▶ _Requirement A_
In the text on clean water, which three reservoirs supplied water to the regional area?
▶ _Requirement B_
Return, word for word, the part of the clean water text starting with "It’s remarkable how" and going on through "in the world.".

It’s remarkable how little most people understand about the importance of clean water.
I don’t mean simply for fish and other warm and fuzzy environmental elements. I’m also talking about the liquid that comes out of our taps.
Despite the growing number of people who are buying record setting amounts of bottled water, too many of us take it for granted that our domestic water supply is safe and clean.
It seems that tree huggers and other issue-oriented bullies always focus on the impact on wildlife and fisheries when it comes to clean water and that’s where the importance of the message gets lost in the rhetoric.
Not too long ago, the Greater Vancouver Water District (now incorporated as part of Metro Vancouver) could boast of having the cleanest water of any major city in the world.
With the never-ending invasion of suburbs, the demands for city water have multiplied many times in the past few decades. The system now serves almost 2.5 million people, about two-thirds of the province’s total population, with pipelines extended far beyond the easy capability to maintain the same pristine quality of water.
The treatment of city water was historically carried out at central locations relative to the three reservoirs, Capilano, Seymour and Coquitlam, which supplied water to the existing regional area. The dramatic growth and extension of the water system now requires that treatment must be augmented at booster stations because, beyond certain distances, the efficacy of chlorination is severely diminished.
Despite the insane quest for increased water supplies to areas far beyond the original scope of the system, there has been no growth in the capacity of the three reservoirs to meet that demand. Nothing has been added since the water district was founded several decades ago, except more pipelines.
It would be unfair to say that Metro Vancouver doesn’t provide stringent protection for the watersheds and reservoirs. In fact, these authorities zealously maintain high standards and are loathe to relax those standards for almost any purpose.

▶ _Segmentation mask data_
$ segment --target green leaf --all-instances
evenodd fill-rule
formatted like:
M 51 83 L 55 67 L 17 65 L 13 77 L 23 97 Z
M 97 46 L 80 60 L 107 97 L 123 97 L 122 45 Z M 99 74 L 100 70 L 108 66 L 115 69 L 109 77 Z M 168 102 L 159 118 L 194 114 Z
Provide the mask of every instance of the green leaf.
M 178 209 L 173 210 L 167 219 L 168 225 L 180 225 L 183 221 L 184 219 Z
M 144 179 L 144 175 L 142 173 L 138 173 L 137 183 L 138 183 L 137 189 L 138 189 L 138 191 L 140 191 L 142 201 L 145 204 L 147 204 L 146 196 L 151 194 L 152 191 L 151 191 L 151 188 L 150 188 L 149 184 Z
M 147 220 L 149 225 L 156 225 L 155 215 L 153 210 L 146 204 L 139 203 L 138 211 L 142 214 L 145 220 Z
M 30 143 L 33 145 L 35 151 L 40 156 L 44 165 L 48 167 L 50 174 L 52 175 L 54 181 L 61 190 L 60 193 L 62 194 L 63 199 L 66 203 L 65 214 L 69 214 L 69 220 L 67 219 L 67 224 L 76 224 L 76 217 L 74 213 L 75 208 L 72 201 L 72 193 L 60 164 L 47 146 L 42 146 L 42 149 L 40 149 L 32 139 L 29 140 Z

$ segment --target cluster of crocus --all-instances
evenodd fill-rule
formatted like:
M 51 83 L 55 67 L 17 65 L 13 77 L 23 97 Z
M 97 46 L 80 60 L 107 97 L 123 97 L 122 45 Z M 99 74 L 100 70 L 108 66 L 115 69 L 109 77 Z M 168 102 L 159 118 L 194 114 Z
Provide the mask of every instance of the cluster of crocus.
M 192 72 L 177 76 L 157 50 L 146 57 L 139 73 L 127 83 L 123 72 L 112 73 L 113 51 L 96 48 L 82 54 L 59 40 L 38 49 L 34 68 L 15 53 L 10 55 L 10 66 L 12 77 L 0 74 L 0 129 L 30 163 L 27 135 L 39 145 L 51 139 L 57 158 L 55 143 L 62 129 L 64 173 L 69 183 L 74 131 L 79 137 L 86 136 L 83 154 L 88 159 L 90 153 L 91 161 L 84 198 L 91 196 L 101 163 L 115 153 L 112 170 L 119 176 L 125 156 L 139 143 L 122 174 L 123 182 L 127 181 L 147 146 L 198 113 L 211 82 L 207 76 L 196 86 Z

▶ _Answer box A_
Capilano, Seymour and Coquitlam.

▶ _Answer box B_
It’s remarkable how little most people understand about the importance of clean water.
I don’t mean simply for fish and other warm and fuzzy environmental elements. I’m also talking about the liquid that comes out of our taps.
Despite the growing number of people who are buying record setting amounts of bottled water, too many of us take it for granted that our domestic water supply is safe and clean.
It seems that tree huggers and other issue-oriented bullies always focus on the impact on wildlife and fisheries when it comes to clean water and that’s where the importance of the message gets lost in the rhetoric.
Not too long ago, the Greater Vancouver Water District (now incorporated as part of Metro Vancouver) could boast of having the cleanest water of any major city in the world.